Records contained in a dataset
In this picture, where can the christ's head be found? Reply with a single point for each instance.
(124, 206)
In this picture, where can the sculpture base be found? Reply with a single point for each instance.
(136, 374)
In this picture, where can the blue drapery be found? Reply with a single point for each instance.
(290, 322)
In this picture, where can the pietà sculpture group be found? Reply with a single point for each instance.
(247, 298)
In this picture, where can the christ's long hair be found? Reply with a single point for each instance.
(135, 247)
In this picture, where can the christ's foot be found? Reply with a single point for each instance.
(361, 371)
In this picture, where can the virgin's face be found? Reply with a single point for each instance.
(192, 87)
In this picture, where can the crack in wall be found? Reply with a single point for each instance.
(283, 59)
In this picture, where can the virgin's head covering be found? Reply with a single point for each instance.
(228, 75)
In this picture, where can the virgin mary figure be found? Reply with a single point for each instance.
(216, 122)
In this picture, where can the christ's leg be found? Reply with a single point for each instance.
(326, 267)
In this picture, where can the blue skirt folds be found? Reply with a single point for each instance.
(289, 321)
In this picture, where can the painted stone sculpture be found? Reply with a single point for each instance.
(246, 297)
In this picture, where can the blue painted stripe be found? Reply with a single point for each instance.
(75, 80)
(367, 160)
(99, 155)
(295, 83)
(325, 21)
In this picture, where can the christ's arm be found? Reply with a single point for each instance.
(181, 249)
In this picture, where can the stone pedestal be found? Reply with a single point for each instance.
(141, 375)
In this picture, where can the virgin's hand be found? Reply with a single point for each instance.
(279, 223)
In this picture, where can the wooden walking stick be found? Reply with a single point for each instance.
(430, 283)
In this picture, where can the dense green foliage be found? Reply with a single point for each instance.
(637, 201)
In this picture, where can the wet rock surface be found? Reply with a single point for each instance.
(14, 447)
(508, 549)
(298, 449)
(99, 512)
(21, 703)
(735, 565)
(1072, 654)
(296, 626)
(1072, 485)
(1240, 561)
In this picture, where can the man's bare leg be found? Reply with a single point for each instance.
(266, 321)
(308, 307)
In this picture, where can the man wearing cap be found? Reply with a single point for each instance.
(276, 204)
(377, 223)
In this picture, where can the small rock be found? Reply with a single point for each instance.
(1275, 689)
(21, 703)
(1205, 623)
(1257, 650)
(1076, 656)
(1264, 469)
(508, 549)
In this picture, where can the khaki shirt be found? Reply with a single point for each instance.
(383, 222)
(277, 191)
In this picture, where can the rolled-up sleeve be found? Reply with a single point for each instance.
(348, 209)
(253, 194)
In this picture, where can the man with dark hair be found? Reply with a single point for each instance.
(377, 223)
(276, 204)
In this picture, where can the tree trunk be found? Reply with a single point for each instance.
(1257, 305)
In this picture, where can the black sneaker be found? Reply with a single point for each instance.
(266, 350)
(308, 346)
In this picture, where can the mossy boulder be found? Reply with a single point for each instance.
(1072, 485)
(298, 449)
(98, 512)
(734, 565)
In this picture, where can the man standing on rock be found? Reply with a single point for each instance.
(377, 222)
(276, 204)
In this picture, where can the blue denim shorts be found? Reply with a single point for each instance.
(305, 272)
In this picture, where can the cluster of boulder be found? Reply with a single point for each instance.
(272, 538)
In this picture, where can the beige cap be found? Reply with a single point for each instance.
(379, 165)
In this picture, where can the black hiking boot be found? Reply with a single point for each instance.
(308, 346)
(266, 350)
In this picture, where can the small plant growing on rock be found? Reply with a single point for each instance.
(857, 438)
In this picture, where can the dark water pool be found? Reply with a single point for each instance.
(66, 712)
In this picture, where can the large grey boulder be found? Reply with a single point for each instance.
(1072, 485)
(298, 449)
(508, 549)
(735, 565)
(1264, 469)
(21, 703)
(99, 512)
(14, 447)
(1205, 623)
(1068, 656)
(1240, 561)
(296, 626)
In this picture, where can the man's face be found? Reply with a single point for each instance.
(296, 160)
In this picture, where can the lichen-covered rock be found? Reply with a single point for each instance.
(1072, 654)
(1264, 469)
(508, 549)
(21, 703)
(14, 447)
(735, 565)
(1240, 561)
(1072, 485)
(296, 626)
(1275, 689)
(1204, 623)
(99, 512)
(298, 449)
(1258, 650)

Job> Everything from the line with "In this picture, where can the large" through the last line of the material above should be echoed exactly, and nothing else.

Answer to the task>
In this picture, where can the large grey boulder be found? Reply with a single point for each instance.
(1072, 485)
(298, 449)
(508, 549)
(735, 565)
(1264, 469)
(21, 703)
(99, 512)
(14, 447)
(1205, 623)
(1068, 656)
(1240, 561)
(296, 626)
In this picture, where can the man's face be found? Reply with a single point for each instance.
(296, 160)
In this picture, where can the lichen-covered rock be found? Reply with a single point for each instance.
(1072, 654)
(1264, 469)
(508, 549)
(21, 703)
(14, 447)
(735, 565)
(1240, 561)
(1072, 485)
(296, 626)
(1275, 689)
(1204, 623)
(99, 512)
(298, 449)
(1258, 650)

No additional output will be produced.